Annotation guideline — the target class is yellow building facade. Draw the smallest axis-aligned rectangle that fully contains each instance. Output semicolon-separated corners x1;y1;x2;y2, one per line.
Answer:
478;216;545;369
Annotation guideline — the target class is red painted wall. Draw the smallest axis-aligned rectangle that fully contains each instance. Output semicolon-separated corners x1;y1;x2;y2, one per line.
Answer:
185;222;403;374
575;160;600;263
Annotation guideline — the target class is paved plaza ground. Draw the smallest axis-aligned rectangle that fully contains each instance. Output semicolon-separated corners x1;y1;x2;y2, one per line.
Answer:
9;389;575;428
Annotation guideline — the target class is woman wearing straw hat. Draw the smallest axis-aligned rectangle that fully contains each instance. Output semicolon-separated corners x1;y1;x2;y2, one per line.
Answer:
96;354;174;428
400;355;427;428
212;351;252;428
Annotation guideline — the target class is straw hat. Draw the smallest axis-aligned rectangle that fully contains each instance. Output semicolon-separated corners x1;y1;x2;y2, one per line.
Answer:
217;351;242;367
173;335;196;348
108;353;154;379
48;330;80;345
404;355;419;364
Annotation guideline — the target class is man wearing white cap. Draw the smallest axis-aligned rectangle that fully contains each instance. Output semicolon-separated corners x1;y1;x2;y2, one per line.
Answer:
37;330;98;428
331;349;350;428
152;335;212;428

____________

> _DESCRIPTION OF THE TASK_: Retype the rows above, starting at their very first line and ending at the line that contains "404;355;419;364", with that final line included.

> _WRITTEN RESPONSE_:
Annotation guideline — the target class is yellow building facade. Draw the smallest axis-aligned rectangle that fully contains each instance. Output semicolon-separated corners x1;y1;x2;y2, one per line.
Answer:
478;216;545;369
Annotation guideline — the target class is red painted wall. Draw the smallest axis-aligned rectangle that fully contains each instance. Output semicolon-separated corners x1;y1;x2;y2, one per line.
Answer:
185;222;403;374
575;160;600;263
Annotation guideline — the target class is paved plaza ground. Draw the smallest axis-aligned rectangle that fully contains each instance. Output semicolon-separated corners x1;y1;x2;y2, one per line.
Answer:
9;389;575;428
Annotation guideline — the target class is woman wearing straw hat. Draw the smallest axis-aligned rectangle that fully contains each instance. Output semicolon-separated corners x1;y1;x2;y2, one per line.
Answer:
96;354;174;428
400;355;427;428
212;351;252;428
Annotation guideline — the target class is straw hat. Draw the smallest axis-aligned rectangle that fully contains each instance. Output semicolon-separated corners x1;y1;x2;y2, one per line.
Answer:
217;351;242;367
173;335;196;348
108;353;154;379
48;330;80;345
404;355;419;364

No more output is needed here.